>>>

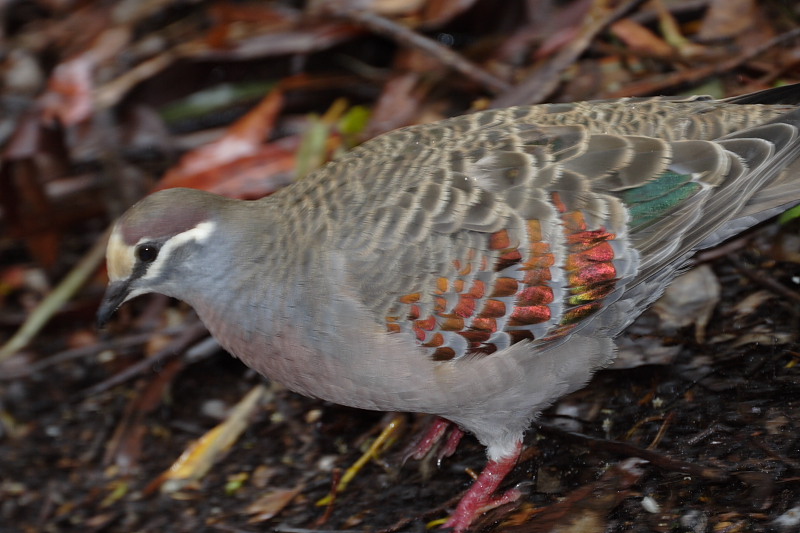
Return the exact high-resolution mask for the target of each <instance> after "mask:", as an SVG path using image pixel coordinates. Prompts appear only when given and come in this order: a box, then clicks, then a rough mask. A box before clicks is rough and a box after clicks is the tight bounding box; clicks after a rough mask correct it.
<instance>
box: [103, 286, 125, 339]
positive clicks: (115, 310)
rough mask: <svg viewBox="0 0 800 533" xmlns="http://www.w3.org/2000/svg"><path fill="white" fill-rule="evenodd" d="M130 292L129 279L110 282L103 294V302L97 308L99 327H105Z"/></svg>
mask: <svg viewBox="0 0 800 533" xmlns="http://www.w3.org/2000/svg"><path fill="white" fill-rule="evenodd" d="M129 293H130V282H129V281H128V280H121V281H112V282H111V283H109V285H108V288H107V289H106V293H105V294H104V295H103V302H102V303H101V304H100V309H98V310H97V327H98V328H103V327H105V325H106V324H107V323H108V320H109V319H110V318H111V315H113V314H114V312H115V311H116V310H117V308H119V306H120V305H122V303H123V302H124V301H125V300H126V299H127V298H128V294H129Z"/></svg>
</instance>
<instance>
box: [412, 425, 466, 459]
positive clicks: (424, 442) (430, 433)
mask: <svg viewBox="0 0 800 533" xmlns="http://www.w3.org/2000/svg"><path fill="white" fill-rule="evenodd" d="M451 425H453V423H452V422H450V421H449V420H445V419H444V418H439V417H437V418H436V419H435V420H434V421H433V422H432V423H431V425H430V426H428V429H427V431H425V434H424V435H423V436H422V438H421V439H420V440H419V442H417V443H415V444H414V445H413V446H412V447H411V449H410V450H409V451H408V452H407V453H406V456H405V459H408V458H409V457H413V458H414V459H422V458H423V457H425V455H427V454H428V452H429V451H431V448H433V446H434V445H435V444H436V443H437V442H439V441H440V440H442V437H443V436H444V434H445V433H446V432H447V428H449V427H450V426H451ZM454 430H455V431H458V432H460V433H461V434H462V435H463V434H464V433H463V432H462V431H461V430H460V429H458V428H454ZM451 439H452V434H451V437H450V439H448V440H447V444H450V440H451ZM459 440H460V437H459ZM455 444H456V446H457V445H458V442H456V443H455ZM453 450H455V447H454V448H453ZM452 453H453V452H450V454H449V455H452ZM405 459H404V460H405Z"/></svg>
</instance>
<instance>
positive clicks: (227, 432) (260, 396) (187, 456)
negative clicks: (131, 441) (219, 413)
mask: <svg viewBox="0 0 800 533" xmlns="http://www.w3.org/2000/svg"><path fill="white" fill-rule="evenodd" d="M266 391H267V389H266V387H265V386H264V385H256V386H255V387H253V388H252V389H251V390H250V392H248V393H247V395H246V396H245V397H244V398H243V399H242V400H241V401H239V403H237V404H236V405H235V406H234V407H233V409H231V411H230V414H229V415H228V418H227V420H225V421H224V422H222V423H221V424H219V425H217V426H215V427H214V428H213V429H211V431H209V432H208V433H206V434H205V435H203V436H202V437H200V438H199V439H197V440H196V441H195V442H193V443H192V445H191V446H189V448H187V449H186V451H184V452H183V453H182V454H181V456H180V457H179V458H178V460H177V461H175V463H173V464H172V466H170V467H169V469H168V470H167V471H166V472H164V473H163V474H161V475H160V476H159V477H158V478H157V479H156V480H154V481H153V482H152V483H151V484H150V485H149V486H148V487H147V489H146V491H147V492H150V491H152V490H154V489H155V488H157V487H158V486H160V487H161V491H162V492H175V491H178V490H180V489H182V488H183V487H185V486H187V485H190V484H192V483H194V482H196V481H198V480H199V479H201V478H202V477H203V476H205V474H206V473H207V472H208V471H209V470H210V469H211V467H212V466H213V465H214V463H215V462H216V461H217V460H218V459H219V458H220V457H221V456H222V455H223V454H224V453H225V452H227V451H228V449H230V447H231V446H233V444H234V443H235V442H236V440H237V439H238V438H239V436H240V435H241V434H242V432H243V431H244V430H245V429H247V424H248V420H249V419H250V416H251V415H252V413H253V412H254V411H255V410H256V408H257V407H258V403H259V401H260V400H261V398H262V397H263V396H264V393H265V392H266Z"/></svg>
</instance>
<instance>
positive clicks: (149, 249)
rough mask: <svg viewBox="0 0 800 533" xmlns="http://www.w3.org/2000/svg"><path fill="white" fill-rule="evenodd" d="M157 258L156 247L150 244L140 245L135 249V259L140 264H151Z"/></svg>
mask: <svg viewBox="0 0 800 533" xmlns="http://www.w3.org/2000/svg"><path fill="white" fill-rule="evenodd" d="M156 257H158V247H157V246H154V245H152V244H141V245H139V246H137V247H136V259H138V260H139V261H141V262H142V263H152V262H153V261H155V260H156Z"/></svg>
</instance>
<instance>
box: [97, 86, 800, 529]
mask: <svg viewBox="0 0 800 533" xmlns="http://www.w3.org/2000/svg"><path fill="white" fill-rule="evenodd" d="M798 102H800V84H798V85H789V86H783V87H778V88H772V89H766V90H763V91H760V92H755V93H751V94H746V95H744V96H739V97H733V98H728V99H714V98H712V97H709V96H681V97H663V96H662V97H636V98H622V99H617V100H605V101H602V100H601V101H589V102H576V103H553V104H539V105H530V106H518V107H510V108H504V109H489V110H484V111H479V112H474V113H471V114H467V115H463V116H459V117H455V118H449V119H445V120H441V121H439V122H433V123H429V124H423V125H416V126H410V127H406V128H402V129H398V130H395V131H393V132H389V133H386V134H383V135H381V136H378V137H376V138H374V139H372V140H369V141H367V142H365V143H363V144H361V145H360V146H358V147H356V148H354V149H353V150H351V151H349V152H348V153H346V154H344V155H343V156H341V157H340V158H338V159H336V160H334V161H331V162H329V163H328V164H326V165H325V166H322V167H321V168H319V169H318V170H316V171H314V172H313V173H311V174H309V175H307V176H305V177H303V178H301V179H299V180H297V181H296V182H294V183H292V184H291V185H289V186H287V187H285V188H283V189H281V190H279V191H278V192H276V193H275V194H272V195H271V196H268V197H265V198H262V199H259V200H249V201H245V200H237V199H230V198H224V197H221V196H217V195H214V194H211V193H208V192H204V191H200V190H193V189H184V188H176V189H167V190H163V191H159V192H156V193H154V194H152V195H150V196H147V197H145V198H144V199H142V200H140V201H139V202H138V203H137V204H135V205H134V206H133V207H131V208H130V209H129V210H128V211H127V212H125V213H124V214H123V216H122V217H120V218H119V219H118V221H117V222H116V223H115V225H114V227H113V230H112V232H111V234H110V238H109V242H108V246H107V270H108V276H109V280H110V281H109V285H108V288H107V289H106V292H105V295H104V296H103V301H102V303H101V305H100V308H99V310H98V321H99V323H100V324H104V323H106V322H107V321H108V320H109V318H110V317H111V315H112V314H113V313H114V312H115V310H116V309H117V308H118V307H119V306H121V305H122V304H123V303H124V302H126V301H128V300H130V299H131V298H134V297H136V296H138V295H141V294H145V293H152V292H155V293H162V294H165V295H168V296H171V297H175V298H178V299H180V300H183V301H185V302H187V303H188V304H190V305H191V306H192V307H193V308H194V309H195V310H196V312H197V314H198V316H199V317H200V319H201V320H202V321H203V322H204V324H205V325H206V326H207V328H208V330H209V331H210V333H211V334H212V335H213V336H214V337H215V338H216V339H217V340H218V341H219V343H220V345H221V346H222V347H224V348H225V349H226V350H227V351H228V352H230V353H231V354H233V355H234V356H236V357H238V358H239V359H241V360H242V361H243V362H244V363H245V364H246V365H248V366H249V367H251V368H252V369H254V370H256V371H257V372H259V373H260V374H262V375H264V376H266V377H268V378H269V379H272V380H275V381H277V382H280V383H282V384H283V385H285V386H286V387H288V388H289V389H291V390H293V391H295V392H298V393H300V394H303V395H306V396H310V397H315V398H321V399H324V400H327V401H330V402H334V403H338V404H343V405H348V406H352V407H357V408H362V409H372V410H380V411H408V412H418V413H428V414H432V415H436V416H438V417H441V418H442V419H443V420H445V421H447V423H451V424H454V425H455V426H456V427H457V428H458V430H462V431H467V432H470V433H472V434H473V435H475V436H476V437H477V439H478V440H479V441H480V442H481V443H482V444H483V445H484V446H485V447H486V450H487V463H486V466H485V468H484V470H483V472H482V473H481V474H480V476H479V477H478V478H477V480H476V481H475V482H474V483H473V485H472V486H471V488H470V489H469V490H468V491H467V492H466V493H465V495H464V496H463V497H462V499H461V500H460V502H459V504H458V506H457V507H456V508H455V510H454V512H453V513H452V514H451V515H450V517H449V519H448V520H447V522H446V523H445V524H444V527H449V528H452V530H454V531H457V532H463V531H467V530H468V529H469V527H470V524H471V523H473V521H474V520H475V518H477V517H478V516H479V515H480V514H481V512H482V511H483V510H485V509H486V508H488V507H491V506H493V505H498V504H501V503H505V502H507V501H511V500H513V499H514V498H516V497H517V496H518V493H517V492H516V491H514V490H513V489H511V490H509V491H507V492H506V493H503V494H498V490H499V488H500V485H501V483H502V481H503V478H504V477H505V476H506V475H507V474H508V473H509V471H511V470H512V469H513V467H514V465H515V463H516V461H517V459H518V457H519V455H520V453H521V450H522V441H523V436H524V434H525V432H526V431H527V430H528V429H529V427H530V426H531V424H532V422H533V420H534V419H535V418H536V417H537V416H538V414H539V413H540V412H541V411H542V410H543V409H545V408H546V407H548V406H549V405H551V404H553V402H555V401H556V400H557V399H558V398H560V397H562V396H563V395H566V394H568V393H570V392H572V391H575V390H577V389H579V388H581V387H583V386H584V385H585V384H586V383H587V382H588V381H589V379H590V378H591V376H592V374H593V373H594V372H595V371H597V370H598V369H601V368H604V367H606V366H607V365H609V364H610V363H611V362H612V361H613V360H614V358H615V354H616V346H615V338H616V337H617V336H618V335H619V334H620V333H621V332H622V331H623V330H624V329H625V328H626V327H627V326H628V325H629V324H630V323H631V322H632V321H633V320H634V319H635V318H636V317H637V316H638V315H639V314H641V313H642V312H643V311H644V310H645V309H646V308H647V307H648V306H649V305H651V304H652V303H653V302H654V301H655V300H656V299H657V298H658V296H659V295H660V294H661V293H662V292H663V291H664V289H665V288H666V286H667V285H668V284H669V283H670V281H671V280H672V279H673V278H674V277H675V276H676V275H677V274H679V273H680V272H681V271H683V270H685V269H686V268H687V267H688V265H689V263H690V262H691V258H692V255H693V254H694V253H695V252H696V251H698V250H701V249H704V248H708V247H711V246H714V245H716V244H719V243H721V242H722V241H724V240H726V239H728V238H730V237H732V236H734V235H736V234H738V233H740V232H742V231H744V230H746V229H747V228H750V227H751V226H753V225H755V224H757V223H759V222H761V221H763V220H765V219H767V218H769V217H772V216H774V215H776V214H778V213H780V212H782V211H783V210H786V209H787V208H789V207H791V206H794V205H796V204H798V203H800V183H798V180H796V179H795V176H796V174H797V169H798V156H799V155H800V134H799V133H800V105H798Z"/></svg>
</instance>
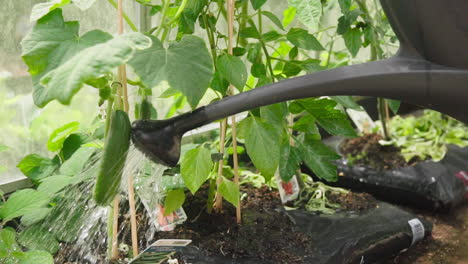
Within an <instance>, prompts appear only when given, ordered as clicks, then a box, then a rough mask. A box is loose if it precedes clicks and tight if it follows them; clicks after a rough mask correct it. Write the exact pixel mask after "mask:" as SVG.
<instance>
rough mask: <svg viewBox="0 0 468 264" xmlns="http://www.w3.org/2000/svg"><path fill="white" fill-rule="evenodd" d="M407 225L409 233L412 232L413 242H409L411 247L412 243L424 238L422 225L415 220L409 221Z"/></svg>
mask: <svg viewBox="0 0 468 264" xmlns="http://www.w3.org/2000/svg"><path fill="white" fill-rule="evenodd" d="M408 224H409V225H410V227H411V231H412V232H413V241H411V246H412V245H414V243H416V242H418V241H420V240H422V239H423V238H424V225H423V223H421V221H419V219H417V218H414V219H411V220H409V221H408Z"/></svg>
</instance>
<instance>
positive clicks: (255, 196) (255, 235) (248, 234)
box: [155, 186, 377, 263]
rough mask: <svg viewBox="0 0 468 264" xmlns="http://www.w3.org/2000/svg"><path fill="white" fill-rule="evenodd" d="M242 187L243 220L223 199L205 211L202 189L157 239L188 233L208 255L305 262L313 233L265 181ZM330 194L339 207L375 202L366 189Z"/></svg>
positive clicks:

<<<

Work required: Please copy the lines above word for word, from the first one through the line that contains "292L129 279L110 282L103", and leave the pictures out.

Solution to this problem:
Return the exact high-resolution mask for the target of each <instance> after "mask:", as an SVG path using image pixel coordinates. Prompts appear only when given and come in this order: a box, then clicks, then a rough mask. A box before clicks is rough and a box after clicks is the tight bounding box; clicks after a rough mask correct it.
<instance>
box: [103, 286, 125, 339]
positive clicks: (115, 310)
rough mask: <svg viewBox="0 0 800 533" xmlns="http://www.w3.org/2000/svg"><path fill="white" fill-rule="evenodd" d="M130 292L129 279L110 282L103 294V302L97 308L99 327H105Z"/></svg>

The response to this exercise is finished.